* PROBLEM REQUIREMENTS *
Retype, exactly and only, each line from the one containing "the white cloud" to the end of the records below.

* EXERCISE DATA *

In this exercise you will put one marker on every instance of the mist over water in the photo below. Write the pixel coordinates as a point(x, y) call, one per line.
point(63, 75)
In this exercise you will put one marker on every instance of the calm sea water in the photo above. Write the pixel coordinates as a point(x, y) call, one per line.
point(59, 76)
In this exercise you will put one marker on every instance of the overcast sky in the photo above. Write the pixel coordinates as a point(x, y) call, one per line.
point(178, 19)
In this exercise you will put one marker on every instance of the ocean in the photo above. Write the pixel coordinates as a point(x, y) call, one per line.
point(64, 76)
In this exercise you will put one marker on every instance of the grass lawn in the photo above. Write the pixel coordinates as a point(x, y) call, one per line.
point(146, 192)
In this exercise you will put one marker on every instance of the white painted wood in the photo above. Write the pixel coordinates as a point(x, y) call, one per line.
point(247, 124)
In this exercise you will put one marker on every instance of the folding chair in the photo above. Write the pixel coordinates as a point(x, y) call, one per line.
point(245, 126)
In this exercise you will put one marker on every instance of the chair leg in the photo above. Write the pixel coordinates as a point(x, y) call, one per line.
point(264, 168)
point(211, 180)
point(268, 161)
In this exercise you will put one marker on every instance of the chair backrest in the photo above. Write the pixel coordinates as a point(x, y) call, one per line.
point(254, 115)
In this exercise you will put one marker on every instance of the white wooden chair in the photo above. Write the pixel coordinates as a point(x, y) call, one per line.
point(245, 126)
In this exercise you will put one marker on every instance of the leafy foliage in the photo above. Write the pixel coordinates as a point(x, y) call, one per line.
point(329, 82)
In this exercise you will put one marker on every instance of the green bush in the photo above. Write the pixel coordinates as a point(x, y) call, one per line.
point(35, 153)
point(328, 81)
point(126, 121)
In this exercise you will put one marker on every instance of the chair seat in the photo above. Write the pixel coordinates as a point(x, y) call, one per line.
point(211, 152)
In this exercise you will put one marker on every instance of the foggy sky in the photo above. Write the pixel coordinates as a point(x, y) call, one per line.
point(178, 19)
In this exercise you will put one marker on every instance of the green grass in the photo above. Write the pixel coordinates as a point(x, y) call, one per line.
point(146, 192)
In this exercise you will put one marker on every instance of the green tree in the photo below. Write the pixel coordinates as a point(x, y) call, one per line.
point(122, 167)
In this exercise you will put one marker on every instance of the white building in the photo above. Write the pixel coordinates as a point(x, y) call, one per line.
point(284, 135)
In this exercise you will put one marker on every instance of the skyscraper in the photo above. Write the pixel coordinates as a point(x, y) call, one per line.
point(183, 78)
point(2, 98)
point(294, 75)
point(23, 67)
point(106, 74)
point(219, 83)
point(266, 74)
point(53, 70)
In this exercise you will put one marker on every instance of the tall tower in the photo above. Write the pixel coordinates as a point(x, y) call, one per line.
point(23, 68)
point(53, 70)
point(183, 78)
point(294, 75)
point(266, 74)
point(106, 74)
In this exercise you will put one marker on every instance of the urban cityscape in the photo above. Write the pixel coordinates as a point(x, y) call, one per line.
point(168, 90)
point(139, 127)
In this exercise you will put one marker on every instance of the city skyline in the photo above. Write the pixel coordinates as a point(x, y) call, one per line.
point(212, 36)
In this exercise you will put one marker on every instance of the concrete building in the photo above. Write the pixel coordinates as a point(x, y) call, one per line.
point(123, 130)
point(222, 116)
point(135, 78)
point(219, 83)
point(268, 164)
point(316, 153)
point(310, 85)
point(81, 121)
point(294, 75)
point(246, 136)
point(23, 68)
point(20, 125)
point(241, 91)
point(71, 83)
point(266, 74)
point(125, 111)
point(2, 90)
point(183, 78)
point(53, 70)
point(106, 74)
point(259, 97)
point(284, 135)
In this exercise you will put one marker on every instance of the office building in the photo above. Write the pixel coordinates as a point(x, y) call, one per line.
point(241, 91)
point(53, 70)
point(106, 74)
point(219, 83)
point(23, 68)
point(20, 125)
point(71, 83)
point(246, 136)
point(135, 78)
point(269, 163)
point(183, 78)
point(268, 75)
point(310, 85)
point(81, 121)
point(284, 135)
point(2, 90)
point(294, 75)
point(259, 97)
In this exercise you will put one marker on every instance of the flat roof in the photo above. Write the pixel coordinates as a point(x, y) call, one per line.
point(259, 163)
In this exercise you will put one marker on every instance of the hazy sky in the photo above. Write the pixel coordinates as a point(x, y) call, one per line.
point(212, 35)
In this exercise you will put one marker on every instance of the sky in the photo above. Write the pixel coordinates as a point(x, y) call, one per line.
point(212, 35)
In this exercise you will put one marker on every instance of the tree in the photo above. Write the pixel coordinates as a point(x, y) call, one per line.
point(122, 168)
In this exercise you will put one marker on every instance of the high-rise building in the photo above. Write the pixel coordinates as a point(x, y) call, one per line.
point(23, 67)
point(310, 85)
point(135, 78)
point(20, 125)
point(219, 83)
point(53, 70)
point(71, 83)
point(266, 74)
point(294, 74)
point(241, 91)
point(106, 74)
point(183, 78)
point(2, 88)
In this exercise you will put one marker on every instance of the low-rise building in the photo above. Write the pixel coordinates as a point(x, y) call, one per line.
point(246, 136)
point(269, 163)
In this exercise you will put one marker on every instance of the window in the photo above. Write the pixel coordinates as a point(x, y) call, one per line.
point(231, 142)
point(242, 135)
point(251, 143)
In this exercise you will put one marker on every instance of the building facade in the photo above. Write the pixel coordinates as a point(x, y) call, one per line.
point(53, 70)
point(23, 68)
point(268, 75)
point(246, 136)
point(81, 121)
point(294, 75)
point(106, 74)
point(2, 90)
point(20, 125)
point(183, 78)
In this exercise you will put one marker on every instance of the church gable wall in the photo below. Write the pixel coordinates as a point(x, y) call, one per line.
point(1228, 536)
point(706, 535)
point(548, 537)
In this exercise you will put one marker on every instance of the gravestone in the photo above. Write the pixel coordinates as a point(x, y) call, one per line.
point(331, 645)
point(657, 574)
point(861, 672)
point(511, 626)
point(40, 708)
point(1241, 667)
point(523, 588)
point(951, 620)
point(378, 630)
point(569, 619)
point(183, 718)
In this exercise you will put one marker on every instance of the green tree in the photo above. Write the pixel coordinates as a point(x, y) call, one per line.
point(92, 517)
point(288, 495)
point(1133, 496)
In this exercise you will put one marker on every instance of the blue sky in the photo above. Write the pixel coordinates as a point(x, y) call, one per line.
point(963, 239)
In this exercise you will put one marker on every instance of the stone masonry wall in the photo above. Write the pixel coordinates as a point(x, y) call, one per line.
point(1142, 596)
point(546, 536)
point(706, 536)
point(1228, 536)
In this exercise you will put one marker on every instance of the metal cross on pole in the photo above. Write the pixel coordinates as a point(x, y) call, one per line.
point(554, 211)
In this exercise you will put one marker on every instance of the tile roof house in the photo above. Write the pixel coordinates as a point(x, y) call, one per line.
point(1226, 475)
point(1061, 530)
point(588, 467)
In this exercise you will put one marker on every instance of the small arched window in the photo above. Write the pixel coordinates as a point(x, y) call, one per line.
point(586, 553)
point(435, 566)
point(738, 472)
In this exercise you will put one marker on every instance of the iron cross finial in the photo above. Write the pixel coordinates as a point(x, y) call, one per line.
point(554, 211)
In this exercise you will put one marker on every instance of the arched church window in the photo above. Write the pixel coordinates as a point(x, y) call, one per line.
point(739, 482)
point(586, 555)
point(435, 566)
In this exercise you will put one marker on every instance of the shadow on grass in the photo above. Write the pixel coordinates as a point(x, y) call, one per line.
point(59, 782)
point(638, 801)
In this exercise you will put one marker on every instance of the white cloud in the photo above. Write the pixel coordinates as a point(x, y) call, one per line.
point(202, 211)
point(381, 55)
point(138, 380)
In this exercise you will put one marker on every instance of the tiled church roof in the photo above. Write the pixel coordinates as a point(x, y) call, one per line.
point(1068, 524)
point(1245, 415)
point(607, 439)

* SOLUTION FOR THIS TASK *
In this exercise you will put one marker on every instance of the white cloud in the photo above. Write the pixel coordinates as a point(x, y) call, one per line.
point(202, 211)
point(381, 55)
point(138, 380)
In this exercise you will put one marker on every instance of the tiled church roof in the photo above. Write the pixel coordinates as a point(x, y) call, one per line.
point(1068, 524)
point(1245, 415)
point(607, 439)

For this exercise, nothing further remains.